__Task description__:
Print, exactly and completely, every entry in the data.

__Given data__:
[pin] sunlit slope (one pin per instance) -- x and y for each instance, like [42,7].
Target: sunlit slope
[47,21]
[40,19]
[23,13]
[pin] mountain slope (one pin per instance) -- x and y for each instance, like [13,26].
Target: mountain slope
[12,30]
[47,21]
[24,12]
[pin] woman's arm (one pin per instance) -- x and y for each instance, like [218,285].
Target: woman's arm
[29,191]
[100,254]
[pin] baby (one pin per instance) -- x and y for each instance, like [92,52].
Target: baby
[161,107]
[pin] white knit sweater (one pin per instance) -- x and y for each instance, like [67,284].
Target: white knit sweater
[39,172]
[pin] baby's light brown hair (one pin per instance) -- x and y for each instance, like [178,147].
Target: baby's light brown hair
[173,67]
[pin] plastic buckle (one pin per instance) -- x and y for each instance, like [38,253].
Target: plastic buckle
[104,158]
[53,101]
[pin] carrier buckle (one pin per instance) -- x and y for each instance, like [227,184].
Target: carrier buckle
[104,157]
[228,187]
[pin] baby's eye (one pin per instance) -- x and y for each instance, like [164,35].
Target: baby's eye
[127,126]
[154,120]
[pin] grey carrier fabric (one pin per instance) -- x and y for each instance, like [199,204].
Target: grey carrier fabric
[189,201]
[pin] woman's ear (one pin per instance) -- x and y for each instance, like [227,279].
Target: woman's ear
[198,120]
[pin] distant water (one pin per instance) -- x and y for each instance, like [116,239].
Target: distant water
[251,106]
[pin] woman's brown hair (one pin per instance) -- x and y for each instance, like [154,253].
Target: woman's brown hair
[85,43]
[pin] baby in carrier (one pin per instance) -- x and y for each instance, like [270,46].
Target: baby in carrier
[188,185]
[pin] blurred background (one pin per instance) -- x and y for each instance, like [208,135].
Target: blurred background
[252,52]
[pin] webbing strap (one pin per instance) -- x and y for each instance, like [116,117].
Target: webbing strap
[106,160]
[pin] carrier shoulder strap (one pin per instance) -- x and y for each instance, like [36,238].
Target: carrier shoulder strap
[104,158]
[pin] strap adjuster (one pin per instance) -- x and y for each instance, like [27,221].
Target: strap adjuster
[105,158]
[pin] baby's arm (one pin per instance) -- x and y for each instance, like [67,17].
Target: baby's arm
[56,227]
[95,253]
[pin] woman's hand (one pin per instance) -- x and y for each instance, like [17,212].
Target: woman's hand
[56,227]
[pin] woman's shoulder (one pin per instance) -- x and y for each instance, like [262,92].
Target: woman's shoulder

__Solution__:
[pin] sunlit slope (one pin per instance) -- x and y for each instance, like [42,7].
Target: sunlit slope
[47,21]
[40,19]
[23,13]
[pin] mountain slope (one pin per instance) -- x and y for each instance, like [13,26].
Target: mountain slope
[12,30]
[47,21]
[24,12]
[pin] woman's arm (one pin per instance) -- x and y for each instance, like [218,285].
Target: woman's arm
[29,191]
[100,254]
[pin] baby (one pin per instance) -- x and y for each instance, like [92,52].
Target: baby
[161,107]
[pin] white knit sweater (one pin per instance) -- x and y for each instance, like [67,284].
Target: white knit sweater
[39,172]
[pin] baby's light brown hair (one pin per instance) -- x and y for each instance, like [178,147].
Target: baby's light brown hair
[173,67]
[pin] plastic buckle (one pin per instance) -- x and y for each instance, like [38,253].
Target: plastic buckle
[104,158]
[53,101]
[pin] carrier buckle (one pin per instance) -- x and y for each instance, like [227,184].
Target: carrier buckle
[104,157]
[228,187]
[pin] baby's eye (one pin per instance) -- x and y for each instance, like [164,35].
Target: baby's eye
[127,126]
[154,120]
[pin] grey carrier fabric (one pin per instance) -- x and y for each instance, like [199,204].
Target: grey carrier fabric
[189,201]
[pin] woman's ear (one pin per instance) -- x and y for each instance, like [227,279].
Target: woman's ear
[198,120]
[pin] distant water (one pin per instance) -- x and y for each instance, like [116,239].
Target: distant water
[251,106]
[pin] woman's brown hair (one pin per instance) -- x and y for each instance, like [154,253].
Target: woman's brown hair
[85,43]
[pin] baby in carrier (one pin per instance) -- x and y for each instance, like [270,46].
Target: baby in carrier
[188,185]
[pin] blurred background (one pin per instance) -- x and y for each instance, like [208,135].
Target: blurred background
[252,52]
[pin] webbing strap (one pin per instance) -- x and y for each instance, like [116,117].
Target: webbing strap
[106,160]
[pin] carrier shoulder strap (one pin per instance) -- x and y for each instance, like [36,238].
Target: carrier shoulder strap
[104,158]
[pin] strap adjuster (one pin per instance) -- x and y for each instance, like [27,221].
Target: strap adjuster
[105,158]
[pin] baby's arm (one pin per instance) -- x and y for each instance, like [67,17].
Target: baby's arm
[56,227]
[95,253]
[pin] woman's hand (one pin per instance) -- x and y for each instance, like [17,212].
Target: woman's hand
[56,227]
[pin] woman's shoulder (one pin per instance) -- x and y for each instance, like [262,92].
Target: woman's shoulder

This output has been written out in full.